• [TASK STATEMENT] Starting at the line that contains "the white planter", restate each line word for word through the final line of the data, keeping both ends.

Excerpts of location labeling data
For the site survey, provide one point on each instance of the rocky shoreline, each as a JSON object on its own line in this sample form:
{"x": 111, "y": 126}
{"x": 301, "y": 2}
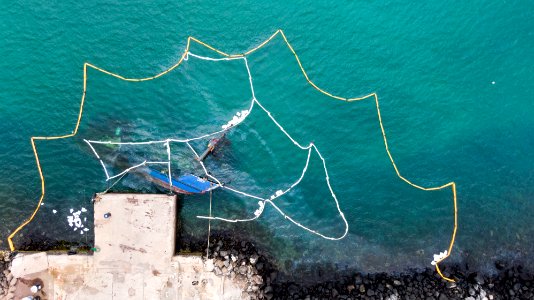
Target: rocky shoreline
{"x": 242, "y": 261}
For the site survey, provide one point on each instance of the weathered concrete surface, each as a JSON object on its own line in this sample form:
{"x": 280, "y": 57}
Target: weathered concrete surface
{"x": 135, "y": 259}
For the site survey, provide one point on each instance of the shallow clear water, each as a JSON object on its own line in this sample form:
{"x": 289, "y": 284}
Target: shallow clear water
{"x": 433, "y": 66}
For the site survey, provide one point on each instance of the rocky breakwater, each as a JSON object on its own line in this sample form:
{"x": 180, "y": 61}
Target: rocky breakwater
{"x": 7, "y": 281}
{"x": 241, "y": 262}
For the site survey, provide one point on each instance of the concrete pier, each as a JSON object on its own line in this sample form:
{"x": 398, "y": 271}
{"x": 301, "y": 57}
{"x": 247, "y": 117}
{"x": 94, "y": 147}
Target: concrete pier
{"x": 135, "y": 259}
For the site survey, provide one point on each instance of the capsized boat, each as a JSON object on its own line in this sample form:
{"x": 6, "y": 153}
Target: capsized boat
{"x": 186, "y": 184}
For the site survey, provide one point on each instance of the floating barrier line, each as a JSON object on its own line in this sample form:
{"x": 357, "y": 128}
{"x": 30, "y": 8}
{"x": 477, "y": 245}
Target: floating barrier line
{"x": 452, "y": 185}
{"x": 242, "y": 116}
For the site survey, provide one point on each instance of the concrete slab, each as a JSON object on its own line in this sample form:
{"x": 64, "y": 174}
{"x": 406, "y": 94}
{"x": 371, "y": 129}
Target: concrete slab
{"x": 28, "y": 263}
{"x": 135, "y": 259}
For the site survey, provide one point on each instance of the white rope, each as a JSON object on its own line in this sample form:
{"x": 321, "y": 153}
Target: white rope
{"x": 238, "y": 119}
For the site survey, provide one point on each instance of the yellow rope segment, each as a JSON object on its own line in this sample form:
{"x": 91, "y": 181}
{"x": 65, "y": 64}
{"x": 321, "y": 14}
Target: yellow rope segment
{"x": 189, "y": 40}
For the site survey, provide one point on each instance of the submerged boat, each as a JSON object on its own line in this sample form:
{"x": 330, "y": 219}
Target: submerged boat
{"x": 186, "y": 184}
{"x": 211, "y": 147}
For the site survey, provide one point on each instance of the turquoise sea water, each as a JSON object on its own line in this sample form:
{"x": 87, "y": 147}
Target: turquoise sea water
{"x": 455, "y": 88}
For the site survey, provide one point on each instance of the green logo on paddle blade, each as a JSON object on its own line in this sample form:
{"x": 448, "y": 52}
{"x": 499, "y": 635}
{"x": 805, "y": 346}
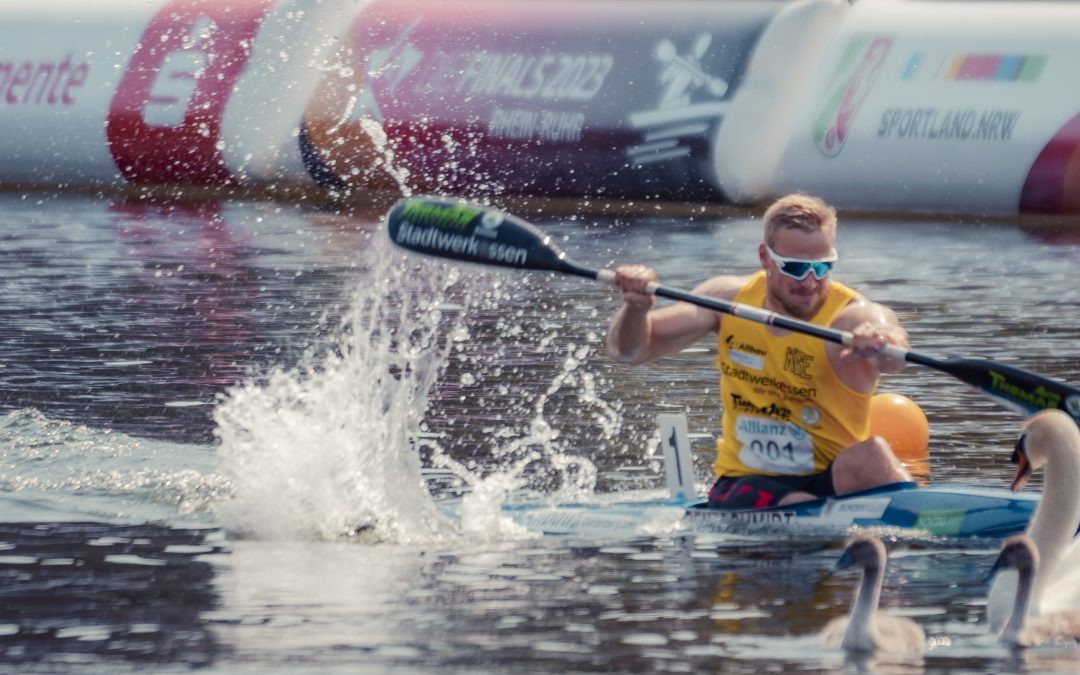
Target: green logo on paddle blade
{"x": 455, "y": 217}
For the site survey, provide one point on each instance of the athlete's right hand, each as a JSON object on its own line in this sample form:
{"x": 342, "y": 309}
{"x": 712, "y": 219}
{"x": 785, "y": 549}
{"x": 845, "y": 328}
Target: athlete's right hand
{"x": 632, "y": 281}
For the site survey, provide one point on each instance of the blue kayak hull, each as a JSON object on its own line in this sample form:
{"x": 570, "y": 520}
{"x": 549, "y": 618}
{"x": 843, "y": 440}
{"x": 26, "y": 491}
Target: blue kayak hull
{"x": 949, "y": 510}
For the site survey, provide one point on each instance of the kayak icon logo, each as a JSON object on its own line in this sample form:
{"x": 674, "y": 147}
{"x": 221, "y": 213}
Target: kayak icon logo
{"x": 851, "y": 84}
{"x": 678, "y": 120}
{"x": 165, "y": 118}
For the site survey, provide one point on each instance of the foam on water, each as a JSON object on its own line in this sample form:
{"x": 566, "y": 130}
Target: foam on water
{"x": 57, "y": 470}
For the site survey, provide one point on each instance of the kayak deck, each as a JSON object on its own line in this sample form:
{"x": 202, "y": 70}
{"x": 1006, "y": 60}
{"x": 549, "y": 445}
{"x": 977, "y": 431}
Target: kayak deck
{"x": 948, "y": 509}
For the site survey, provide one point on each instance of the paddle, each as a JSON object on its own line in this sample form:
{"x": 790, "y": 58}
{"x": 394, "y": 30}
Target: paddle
{"x": 450, "y": 228}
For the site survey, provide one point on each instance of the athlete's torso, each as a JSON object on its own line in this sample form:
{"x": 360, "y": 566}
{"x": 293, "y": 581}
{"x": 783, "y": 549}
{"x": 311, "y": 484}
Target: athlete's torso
{"x": 785, "y": 410}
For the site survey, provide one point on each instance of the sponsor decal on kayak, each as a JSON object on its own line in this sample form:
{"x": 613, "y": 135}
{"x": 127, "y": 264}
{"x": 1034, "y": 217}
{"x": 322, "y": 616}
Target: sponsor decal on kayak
{"x": 851, "y": 84}
{"x": 164, "y": 121}
{"x": 943, "y": 522}
{"x": 1037, "y": 400}
{"x": 753, "y": 517}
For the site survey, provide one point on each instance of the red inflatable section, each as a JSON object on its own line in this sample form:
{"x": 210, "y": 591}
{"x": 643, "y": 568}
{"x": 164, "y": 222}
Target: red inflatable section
{"x": 164, "y": 121}
{"x": 1053, "y": 183}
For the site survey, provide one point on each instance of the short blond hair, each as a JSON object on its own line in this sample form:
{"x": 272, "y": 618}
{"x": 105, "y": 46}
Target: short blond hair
{"x": 798, "y": 212}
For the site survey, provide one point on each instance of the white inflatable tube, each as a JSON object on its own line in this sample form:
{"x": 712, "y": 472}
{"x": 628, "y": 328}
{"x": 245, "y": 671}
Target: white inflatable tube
{"x": 943, "y": 106}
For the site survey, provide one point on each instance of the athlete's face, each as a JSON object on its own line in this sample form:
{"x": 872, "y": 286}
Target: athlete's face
{"x": 798, "y": 298}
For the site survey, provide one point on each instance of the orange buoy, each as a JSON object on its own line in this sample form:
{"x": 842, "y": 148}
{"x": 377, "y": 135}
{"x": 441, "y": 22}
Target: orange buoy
{"x": 903, "y": 423}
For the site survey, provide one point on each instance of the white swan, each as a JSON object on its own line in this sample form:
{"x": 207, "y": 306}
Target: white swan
{"x": 865, "y": 629}
{"x": 1050, "y": 439}
{"x": 1020, "y": 553}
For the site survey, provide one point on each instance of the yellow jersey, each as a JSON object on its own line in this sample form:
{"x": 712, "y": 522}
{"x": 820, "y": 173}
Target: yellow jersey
{"x": 785, "y": 412}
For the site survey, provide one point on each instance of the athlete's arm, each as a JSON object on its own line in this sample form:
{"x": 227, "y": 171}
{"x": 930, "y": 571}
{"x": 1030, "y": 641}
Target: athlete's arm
{"x": 872, "y": 326}
{"x": 639, "y": 334}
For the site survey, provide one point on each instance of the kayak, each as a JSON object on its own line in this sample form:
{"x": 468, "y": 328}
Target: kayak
{"x": 943, "y": 509}
{"x": 946, "y": 510}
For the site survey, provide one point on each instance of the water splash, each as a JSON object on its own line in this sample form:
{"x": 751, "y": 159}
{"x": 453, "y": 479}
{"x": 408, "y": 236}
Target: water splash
{"x": 58, "y": 470}
{"x": 326, "y": 449}
{"x": 333, "y": 447}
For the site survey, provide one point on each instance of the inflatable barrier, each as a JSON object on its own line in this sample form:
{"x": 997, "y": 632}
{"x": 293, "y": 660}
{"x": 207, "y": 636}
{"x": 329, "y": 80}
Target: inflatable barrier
{"x": 944, "y": 106}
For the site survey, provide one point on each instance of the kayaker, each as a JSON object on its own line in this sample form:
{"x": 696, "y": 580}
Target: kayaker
{"x": 796, "y": 408}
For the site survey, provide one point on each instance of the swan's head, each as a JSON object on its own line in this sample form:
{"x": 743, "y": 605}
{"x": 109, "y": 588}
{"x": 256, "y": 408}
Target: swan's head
{"x": 865, "y": 551}
{"x": 1044, "y": 433}
{"x": 1017, "y": 552}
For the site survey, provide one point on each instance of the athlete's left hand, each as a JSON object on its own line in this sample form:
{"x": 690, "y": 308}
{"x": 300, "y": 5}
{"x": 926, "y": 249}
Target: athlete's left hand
{"x": 868, "y": 339}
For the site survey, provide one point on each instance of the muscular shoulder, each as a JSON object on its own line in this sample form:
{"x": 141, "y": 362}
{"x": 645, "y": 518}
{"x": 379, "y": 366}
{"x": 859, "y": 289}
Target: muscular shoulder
{"x": 725, "y": 287}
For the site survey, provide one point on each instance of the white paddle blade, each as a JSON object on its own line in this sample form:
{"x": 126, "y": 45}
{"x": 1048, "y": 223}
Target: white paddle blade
{"x": 678, "y": 462}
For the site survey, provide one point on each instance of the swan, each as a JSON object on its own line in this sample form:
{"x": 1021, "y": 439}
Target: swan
{"x": 1050, "y": 439}
{"x": 865, "y": 628}
{"x": 1020, "y": 553}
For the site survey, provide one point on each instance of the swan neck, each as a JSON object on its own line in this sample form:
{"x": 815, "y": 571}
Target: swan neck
{"x": 861, "y": 621}
{"x": 1021, "y": 606}
{"x": 1054, "y": 523}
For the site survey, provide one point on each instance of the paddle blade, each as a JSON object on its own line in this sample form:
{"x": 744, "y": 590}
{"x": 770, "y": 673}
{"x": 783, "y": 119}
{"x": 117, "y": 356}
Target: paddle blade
{"x": 1022, "y": 390}
{"x": 450, "y": 228}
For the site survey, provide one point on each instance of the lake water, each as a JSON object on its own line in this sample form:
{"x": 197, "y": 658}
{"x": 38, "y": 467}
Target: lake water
{"x": 206, "y": 405}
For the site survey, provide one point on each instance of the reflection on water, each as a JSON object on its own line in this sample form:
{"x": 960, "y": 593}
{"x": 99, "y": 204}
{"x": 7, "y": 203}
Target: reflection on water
{"x": 160, "y": 361}
{"x": 77, "y": 593}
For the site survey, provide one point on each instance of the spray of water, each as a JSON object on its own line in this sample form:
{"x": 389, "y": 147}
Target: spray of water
{"x": 326, "y": 449}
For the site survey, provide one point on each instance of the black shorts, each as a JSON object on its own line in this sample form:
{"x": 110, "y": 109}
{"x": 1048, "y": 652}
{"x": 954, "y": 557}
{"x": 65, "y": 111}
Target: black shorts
{"x": 756, "y": 491}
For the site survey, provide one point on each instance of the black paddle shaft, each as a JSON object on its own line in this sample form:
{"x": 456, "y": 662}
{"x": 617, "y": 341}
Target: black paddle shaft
{"x": 450, "y": 228}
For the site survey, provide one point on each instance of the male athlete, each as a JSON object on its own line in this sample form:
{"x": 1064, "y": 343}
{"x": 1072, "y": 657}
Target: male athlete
{"x": 796, "y": 408}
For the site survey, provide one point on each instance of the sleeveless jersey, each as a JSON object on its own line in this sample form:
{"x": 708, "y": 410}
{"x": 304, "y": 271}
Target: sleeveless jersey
{"x": 785, "y": 412}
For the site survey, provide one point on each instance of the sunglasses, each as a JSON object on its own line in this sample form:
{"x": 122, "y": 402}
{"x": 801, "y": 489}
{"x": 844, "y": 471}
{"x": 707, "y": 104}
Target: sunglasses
{"x": 799, "y": 268}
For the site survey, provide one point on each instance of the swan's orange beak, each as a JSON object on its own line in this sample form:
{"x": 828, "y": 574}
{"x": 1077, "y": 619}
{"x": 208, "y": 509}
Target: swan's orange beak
{"x": 1023, "y": 466}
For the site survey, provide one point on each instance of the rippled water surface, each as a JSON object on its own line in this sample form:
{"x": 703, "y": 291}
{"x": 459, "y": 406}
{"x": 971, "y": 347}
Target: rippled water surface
{"x": 204, "y": 407}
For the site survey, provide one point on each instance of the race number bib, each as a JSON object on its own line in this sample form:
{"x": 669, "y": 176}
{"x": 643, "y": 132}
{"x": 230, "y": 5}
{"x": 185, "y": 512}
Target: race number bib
{"x": 770, "y": 445}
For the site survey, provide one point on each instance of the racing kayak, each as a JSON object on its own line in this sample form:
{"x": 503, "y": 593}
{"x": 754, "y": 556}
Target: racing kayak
{"x": 947, "y": 509}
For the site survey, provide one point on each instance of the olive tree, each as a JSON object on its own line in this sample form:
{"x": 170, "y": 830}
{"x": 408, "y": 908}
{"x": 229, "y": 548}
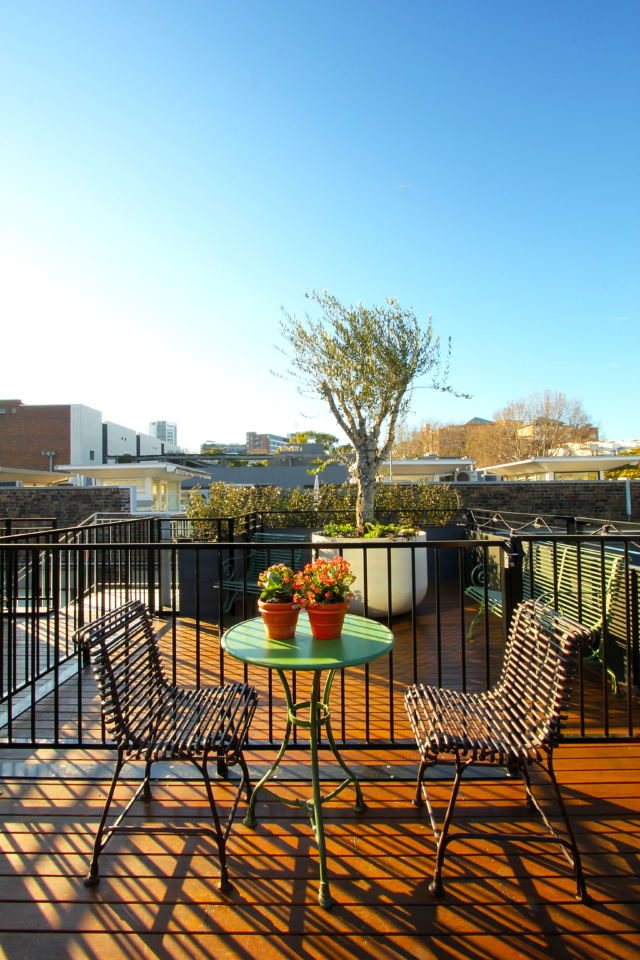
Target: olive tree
{"x": 363, "y": 362}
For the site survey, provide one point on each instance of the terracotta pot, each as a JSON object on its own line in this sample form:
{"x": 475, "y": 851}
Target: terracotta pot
{"x": 280, "y": 619}
{"x": 327, "y": 619}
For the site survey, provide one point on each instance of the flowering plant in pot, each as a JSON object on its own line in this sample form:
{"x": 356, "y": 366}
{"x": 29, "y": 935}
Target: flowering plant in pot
{"x": 323, "y": 589}
{"x": 277, "y": 604}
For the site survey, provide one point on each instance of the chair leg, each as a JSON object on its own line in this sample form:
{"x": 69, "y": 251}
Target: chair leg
{"x": 225, "y": 885}
{"x": 474, "y": 621}
{"x": 146, "y": 793}
{"x": 527, "y": 785}
{"x": 245, "y": 776}
{"x": 93, "y": 877}
{"x": 436, "y": 887}
{"x": 581, "y": 886}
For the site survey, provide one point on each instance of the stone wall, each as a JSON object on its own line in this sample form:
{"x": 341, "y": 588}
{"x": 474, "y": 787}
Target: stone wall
{"x": 602, "y": 500}
{"x": 70, "y": 505}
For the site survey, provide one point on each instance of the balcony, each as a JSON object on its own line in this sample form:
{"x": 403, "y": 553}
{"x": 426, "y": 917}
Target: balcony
{"x": 158, "y": 897}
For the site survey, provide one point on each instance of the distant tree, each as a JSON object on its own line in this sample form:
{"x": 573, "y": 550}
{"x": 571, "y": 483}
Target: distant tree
{"x": 363, "y": 362}
{"x": 314, "y": 436}
{"x": 542, "y": 424}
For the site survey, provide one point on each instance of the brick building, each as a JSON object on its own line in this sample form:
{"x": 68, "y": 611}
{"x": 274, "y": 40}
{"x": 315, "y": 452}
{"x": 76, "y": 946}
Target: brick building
{"x": 72, "y": 432}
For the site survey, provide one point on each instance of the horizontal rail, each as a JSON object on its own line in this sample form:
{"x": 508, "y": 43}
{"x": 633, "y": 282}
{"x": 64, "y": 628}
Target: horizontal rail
{"x": 427, "y": 592}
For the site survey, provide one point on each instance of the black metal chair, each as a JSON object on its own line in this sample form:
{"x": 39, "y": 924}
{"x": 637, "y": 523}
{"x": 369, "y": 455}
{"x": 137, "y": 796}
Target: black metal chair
{"x": 151, "y": 719}
{"x": 517, "y": 723}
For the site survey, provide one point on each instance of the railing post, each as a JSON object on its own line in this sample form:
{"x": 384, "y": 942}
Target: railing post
{"x": 510, "y": 581}
{"x": 635, "y": 626}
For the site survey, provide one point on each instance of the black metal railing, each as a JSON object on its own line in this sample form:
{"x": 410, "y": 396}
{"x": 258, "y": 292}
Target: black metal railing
{"x": 507, "y": 522}
{"x": 16, "y": 525}
{"x": 196, "y": 590}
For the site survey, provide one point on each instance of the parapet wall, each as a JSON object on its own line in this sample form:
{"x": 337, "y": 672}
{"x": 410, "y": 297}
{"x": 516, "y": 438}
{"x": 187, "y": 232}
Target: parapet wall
{"x": 70, "y": 505}
{"x": 604, "y": 499}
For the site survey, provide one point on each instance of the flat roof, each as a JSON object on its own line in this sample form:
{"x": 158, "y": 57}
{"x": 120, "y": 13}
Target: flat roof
{"x": 128, "y": 472}
{"x": 429, "y": 466}
{"x": 584, "y": 464}
{"x": 10, "y": 474}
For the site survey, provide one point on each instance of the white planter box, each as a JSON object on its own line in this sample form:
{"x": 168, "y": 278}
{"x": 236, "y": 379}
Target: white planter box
{"x": 377, "y": 582}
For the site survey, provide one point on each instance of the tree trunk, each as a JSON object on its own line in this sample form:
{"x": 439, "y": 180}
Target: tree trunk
{"x": 366, "y": 478}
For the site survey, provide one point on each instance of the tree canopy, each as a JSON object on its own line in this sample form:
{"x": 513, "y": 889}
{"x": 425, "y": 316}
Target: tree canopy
{"x": 363, "y": 363}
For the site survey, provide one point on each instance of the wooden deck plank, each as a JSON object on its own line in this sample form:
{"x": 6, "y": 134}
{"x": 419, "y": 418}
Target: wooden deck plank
{"x": 505, "y": 897}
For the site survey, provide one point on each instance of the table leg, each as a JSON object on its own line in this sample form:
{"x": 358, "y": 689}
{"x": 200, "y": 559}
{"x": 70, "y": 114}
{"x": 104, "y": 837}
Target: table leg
{"x": 324, "y": 896}
{"x": 250, "y": 818}
{"x": 360, "y": 805}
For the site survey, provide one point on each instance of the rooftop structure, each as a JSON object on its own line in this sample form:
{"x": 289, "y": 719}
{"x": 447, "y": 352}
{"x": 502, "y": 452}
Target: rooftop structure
{"x": 430, "y": 468}
{"x": 155, "y": 486}
{"x": 559, "y": 468}
{"x": 264, "y": 442}
{"x": 166, "y": 430}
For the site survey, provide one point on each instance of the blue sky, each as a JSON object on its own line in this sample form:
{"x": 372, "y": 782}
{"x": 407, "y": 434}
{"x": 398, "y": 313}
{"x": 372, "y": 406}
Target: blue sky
{"x": 171, "y": 174}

• [TASK ANSWER]
For the site survey, provide one point on each instance of the white planter box, each as a JSON object on its own line in this sample form:
{"x": 168, "y": 278}
{"x": 236, "y": 379}
Target: white planter box
{"x": 377, "y": 582}
For the site survey, provide one point on each instance of the tree trunk, each as a JSON object on its own line in this sample form:
{"x": 439, "y": 180}
Target: tree trunk
{"x": 366, "y": 478}
For the site survey, provide one point on each instance of the tree canopy, each as a JSON object on its own line in this sample form:
{"x": 513, "y": 889}
{"x": 425, "y": 316}
Target: tree canopy
{"x": 363, "y": 363}
For the site survey, provide one point on each instance of the wooden deck plank, each as a JSON object on its own line in this sample form:
{"x": 6, "y": 134}
{"x": 419, "y": 418}
Target: wooden deck plank
{"x": 505, "y": 897}
For the site survey, provide one point on each instance of the table leg, each as a JSON object on its own line in this sample form:
{"x": 358, "y": 689}
{"x": 200, "y": 559}
{"x": 70, "y": 114}
{"x": 104, "y": 837}
Target: table leg
{"x": 324, "y": 896}
{"x": 250, "y": 818}
{"x": 360, "y": 805}
For the site survey, provide one point on each instance of the rooftop structure, each as a JSON object on its own line in this sample form:
{"x": 289, "y": 719}
{"x": 447, "y": 352}
{"x": 502, "y": 452}
Target: rooftop structure
{"x": 430, "y": 468}
{"x": 155, "y": 486}
{"x": 559, "y": 468}
{"x": 264, "y": 442}
{"x": 166, "y": 430}
For the site survey, provide one point on each instance of the blue sky, each as a JSON object on its own line in this sample form:
{"x": 372, "y": 782}
{"x": 407, "y": 434}
{"x": 398, "y": 313}
{"x": 372, "y": 406}
Target: blue sky
{"x": 171, "y": 174}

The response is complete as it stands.